** Opening Records for the task block **
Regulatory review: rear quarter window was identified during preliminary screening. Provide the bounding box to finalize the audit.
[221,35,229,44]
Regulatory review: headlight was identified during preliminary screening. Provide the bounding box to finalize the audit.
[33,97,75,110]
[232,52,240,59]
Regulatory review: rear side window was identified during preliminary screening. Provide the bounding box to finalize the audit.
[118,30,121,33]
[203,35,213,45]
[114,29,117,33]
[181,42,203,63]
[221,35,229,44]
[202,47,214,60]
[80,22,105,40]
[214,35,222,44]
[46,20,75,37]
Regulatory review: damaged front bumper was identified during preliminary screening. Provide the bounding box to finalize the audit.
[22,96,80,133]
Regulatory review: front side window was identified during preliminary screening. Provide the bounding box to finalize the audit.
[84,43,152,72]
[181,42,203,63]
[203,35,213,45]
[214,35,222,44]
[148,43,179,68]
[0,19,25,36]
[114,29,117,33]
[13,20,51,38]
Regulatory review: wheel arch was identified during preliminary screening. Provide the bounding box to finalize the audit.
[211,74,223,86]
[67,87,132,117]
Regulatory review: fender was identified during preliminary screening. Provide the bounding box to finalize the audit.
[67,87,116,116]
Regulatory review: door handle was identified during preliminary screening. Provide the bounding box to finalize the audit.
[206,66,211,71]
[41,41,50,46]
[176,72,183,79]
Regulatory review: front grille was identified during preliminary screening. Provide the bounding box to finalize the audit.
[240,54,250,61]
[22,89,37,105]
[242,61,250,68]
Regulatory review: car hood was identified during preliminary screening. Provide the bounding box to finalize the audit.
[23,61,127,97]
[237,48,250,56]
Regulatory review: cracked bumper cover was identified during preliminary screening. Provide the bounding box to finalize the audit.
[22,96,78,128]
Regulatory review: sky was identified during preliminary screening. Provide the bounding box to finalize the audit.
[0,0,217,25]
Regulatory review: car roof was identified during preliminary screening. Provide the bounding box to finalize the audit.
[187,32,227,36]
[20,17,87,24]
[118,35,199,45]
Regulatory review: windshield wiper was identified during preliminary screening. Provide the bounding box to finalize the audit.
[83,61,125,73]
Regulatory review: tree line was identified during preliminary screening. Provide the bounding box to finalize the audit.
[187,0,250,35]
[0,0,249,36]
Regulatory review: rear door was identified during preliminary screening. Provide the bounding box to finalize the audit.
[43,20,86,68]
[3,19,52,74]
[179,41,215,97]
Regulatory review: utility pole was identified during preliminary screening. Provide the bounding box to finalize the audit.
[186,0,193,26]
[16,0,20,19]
** Closing Records for the task block **
Exercise goal — Repeat the material in full, exactly as it reads.

Answer to the problem —
Regulatory review: rear quarter window was identified during preliminary screening. Provide the bounding box to finalize the audit.
[221,35,229,44]
Regulatory review: headlight was identified during preliminary screening. Provide the bounding box to finalize the audit.
[33,97,75,110]
[232,52,240,59]
Regulatory review: rear side window was identified during preliminary screening. Provide the bounding box to finalize the audit.
[118,30,121,33]
[203,35,213,45]
[114,29,117,33]
[181,42,203,63]
[221,35,229,44]
[202,47,214,60]
[80,22,105,40]
[214,35,222,44]
[46,20,75,37]
Regulatory review: damaged front bumper was identified during preliminary screening. Provide the bounding box to finalize the audit.
[22,96,80,133]
Regulatory review: front side window was identified during preliminary screening. Provide the bounding box to finalize the audit.
[84,43,152,72]
[181,42,203,63]
[203,35,213,45]
[214,35,222,44]
[148,43,179,68]
[0,19,25,36]
[114,29,117,33]
[13,20,51,38]
Regulatory review: wheel arch was identified during preliminary screening. Provide the bounding box to finalize the audit.
[211,74,223,86]
[67,87,132,117]
Regulatory review: fender was identified during preliminary screening. Provide the bounding box to finalize the audit.
[67,87,116,116]
Regulatory review: door handle was identified during preliminary screening. Provide the bounding box to finalize the audit.
[206,66,211,71]
[41,41,50,46]
[176,72,183,79]
Regulatory review: front grille was identified during preliminary screening. Provide the bounding box to finalize the audit.
[240,54,250,61]
[22,89,37,105]
[242,61,250,68]
Regulatory review: car hood was identified during preliminary screening. Provide the bounding box to finalize the audit.
[23,61,127,97]
[237,48,250,56]
Regulatory review: cracked bumper cover was identified during preliminary screening. Provide the bounding box to finalize the audit.
[22,96,78,128]
Regulatory review: sky was identified during preliminary screening. Provide the bounding box to finalize the audit.
[0,0,217,25]
Regulatory review: car roof was identified during preliminary screening. Provide the bounding box to finalize the audit.
[187,32,227,36]
[20,17,87,24]
[118,35,199,45]
Regulatory review: windshield wiper was identified during preliminary screening. Provide the bounding box to finalize the audit.
[83,61,125,73]
Regulatory review: tree line was identified during preliminary screening. Provide the bounding box to finalize the audit.
[187,0,250,35]
[0,0,249,36]
Regulatory review: rear door was identified during preliminary screening. Provide the bounding box to finalize the audit.
[43,20,86,68]
[3,19,52,74]
[179,41,215,97]
Regulatory review: utility pole was identified during preliminary screening. Provide the bounding box to finalize the audit.
[186,0,193,26]
[16,0,20,19]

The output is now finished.